#### MATERIAL PROVIDED ####

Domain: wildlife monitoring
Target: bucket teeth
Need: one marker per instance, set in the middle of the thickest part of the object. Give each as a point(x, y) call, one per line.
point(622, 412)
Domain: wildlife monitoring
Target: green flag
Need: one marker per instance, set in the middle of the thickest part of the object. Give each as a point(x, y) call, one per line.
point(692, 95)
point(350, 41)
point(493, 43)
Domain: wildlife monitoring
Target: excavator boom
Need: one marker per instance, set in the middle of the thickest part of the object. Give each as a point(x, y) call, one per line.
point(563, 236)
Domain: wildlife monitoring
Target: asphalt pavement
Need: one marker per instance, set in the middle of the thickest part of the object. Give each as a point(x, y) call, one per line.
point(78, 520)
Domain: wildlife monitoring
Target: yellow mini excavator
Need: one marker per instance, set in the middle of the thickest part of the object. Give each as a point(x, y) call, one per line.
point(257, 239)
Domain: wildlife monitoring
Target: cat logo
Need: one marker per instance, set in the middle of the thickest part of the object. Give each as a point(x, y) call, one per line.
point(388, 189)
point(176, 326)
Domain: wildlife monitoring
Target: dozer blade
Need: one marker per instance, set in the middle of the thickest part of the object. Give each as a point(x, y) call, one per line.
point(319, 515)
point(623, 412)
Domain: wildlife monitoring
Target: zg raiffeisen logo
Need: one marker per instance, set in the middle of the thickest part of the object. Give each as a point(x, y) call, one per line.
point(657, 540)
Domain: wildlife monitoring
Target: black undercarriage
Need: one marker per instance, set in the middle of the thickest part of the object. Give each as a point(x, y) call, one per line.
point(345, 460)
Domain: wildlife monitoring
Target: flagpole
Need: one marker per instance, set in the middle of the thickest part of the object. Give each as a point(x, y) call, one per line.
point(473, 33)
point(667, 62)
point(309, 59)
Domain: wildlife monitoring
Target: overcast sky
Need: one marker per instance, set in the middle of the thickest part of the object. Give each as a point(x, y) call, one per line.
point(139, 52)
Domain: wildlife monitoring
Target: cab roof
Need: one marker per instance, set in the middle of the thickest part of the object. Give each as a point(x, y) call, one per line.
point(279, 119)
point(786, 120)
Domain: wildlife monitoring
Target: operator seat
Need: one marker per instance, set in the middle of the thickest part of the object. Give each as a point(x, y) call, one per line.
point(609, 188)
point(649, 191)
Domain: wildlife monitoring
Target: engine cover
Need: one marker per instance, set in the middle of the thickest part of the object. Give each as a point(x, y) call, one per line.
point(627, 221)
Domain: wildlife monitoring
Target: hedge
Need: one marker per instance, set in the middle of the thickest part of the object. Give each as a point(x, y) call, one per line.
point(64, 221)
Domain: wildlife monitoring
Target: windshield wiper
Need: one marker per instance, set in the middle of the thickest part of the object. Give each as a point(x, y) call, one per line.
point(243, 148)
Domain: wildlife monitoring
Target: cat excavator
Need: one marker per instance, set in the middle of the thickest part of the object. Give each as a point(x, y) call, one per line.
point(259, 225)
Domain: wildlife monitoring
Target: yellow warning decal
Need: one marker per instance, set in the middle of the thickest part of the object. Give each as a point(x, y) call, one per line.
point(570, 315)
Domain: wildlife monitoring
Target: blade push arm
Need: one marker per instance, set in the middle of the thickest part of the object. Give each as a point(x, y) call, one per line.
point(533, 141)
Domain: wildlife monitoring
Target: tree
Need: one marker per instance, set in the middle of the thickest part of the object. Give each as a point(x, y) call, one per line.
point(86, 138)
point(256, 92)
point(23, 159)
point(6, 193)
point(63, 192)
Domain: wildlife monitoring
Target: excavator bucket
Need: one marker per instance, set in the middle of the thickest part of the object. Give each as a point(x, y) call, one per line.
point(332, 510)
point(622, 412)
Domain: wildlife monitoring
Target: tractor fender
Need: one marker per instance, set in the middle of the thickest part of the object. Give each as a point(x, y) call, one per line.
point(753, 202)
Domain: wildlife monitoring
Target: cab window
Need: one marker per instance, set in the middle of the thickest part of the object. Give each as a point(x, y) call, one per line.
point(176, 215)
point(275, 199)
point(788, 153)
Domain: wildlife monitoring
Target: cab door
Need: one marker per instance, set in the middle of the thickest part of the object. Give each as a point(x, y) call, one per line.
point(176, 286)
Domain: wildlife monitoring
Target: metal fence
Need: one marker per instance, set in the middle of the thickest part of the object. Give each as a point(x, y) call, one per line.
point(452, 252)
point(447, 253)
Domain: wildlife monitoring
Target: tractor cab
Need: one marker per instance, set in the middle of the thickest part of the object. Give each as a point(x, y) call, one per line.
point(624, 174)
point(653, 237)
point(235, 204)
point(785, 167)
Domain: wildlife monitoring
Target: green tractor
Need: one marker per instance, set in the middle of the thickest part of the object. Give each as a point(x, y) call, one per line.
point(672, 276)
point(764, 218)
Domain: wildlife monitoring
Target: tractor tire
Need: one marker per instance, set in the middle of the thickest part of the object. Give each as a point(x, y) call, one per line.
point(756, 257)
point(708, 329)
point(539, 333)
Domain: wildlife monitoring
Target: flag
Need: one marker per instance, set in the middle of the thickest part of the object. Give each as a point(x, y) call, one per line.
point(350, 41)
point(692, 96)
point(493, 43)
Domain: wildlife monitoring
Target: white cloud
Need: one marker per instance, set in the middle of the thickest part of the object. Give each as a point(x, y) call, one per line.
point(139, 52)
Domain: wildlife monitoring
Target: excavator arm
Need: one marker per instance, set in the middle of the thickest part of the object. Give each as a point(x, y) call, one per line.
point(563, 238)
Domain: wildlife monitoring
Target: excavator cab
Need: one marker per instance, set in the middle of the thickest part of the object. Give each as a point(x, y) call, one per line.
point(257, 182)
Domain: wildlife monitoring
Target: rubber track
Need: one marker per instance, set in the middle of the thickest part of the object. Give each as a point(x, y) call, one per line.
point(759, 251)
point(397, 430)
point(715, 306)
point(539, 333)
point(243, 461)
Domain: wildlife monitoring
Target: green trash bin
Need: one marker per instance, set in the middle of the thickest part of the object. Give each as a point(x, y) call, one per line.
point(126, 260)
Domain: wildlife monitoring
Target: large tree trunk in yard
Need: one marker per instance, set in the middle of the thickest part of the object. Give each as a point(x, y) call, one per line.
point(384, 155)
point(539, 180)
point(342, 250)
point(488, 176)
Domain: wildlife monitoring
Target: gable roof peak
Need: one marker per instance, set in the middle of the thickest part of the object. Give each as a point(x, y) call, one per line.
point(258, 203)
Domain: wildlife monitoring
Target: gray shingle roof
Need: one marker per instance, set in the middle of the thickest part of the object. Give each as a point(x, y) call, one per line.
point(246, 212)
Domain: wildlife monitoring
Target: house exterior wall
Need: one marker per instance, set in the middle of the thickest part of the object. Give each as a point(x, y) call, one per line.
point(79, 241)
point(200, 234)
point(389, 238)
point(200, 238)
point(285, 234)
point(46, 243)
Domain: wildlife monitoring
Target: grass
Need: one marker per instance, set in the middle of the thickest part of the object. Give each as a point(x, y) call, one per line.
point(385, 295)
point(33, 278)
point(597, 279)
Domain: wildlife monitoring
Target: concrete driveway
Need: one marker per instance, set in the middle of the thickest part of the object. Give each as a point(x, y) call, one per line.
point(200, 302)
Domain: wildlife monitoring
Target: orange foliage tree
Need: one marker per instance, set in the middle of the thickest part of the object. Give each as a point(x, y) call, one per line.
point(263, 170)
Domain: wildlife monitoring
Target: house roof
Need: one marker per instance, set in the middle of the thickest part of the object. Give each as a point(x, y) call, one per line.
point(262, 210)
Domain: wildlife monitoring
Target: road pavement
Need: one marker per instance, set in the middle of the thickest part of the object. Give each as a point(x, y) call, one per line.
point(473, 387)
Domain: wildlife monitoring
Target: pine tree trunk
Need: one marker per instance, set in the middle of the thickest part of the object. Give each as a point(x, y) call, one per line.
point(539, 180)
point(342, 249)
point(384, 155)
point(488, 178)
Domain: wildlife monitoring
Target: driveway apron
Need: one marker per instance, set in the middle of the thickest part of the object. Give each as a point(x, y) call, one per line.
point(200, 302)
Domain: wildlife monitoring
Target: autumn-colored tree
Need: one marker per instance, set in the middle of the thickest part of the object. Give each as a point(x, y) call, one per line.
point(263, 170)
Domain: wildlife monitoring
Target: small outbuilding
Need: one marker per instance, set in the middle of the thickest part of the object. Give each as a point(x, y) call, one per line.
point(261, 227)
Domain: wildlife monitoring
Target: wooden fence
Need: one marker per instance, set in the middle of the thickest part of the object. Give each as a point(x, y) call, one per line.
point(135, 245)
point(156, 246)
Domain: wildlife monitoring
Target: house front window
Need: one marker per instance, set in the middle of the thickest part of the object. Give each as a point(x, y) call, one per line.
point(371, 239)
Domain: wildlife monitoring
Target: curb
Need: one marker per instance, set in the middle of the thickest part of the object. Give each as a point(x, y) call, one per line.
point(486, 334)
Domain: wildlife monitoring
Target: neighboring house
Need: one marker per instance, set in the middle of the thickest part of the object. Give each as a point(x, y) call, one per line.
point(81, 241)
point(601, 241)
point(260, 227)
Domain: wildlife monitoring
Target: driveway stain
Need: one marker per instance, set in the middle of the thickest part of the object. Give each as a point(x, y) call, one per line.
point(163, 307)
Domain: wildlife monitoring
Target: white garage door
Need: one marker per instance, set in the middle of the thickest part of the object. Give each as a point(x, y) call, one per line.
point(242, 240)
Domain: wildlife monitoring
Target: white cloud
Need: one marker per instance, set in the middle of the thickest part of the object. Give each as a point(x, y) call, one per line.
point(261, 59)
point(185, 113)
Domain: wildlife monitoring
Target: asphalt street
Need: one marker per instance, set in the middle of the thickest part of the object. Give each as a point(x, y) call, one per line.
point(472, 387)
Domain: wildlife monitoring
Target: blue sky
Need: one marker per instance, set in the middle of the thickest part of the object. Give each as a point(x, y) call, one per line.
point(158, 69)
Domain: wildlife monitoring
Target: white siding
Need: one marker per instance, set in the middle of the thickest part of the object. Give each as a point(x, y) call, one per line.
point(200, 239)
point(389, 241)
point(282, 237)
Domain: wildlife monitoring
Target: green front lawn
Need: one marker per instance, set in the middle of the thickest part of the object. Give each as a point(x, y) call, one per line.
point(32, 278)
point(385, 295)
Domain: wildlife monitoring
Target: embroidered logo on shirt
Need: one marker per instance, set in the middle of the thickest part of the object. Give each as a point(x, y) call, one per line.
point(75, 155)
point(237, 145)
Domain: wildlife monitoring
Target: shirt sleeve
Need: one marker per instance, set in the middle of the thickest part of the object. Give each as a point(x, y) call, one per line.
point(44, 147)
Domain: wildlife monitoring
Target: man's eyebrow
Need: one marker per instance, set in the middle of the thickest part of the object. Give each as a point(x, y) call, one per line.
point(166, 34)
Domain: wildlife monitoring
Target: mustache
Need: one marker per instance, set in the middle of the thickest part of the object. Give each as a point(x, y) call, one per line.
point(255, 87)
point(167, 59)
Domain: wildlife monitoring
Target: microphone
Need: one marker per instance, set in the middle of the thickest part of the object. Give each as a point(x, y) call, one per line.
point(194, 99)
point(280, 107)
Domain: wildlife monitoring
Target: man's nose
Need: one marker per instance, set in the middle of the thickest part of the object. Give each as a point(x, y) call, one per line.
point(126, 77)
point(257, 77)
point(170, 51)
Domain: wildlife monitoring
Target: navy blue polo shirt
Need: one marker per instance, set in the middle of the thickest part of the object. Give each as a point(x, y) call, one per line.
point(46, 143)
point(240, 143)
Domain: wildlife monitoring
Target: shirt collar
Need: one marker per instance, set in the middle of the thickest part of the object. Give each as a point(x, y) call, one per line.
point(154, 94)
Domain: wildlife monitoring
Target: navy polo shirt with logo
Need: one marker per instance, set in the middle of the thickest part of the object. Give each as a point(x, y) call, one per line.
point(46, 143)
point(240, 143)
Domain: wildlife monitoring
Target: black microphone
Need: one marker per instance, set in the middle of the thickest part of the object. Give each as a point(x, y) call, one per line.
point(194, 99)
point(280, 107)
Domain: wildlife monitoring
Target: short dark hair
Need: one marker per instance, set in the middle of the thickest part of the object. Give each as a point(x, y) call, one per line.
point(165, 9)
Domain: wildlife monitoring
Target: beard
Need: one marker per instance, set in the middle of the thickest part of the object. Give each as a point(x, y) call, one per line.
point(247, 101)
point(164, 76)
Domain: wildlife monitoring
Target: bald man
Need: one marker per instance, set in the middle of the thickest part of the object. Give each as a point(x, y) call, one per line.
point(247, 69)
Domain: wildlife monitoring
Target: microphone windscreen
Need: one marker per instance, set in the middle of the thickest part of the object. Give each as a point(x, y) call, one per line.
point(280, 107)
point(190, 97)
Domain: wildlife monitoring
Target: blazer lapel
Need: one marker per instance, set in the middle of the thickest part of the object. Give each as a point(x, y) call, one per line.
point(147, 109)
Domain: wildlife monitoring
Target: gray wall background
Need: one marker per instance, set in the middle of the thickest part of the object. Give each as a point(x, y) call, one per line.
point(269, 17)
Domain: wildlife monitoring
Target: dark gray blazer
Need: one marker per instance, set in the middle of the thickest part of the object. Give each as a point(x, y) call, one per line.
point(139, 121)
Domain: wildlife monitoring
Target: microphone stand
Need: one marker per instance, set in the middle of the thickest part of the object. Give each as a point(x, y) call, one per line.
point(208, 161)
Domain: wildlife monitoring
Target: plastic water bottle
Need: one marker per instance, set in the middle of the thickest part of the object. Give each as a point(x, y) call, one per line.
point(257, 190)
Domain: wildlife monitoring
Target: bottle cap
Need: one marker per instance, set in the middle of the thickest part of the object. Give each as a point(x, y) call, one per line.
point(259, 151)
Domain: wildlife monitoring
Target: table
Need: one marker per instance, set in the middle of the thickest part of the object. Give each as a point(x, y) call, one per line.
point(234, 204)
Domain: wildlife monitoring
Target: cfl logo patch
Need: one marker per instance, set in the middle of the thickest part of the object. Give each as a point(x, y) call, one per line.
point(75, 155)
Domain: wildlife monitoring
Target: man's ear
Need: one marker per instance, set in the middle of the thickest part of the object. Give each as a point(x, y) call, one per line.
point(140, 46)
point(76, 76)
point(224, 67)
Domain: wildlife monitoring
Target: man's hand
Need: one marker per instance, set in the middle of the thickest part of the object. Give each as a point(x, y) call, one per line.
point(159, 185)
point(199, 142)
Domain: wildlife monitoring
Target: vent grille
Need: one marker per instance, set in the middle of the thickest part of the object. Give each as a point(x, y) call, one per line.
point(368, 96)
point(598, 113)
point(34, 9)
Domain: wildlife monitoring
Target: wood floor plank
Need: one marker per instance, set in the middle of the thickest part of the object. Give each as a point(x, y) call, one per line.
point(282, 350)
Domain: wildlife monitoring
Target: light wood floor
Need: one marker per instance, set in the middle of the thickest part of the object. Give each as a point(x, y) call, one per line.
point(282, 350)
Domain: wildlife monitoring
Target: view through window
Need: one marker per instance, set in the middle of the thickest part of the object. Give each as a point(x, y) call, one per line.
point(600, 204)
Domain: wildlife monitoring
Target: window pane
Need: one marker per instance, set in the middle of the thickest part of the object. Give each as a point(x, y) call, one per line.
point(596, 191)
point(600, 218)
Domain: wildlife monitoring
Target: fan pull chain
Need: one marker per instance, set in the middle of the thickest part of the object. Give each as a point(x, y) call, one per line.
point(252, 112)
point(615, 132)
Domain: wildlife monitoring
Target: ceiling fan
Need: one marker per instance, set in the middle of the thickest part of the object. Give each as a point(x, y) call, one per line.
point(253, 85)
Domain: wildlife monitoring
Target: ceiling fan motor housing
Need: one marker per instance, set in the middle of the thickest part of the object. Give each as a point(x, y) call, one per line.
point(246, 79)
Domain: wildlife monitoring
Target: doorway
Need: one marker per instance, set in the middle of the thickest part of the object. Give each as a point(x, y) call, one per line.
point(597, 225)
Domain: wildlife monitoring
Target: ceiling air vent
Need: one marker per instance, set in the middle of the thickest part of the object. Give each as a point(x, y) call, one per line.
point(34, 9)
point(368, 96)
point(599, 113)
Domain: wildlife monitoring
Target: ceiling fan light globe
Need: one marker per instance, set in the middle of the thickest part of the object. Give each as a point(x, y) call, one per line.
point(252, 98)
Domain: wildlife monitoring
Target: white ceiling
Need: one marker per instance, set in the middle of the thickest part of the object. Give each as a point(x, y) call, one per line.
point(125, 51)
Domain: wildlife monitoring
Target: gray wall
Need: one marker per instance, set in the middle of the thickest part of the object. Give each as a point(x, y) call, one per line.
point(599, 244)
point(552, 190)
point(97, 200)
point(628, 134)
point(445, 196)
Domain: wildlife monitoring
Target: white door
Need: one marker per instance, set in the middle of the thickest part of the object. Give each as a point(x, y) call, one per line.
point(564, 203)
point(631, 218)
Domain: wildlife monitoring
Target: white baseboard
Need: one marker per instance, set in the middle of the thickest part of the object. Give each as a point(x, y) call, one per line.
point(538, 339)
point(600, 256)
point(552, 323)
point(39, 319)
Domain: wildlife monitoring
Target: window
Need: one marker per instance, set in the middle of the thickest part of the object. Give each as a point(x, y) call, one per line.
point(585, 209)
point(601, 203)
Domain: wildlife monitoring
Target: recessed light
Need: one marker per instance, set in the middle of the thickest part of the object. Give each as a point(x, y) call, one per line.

####

■ **WHAT YOU NEED TO DO**: Retype exactly, and only, the lines above from the one where "Target: rubber track" occurs up to and including the one where "Target: green trash bin" occurs.

■ **OUTPUT BELOW**:
Target: rubber track
Need: one marker per instance, set in the middle of the thickest part of the object. Give each as a point(x, y) call, one per line.
point(759, 251)
point(397, 430)
point(715, 306)
point(539, 333)
point(243, 461)
Domain: wildlife monitoring
Target: green trash bin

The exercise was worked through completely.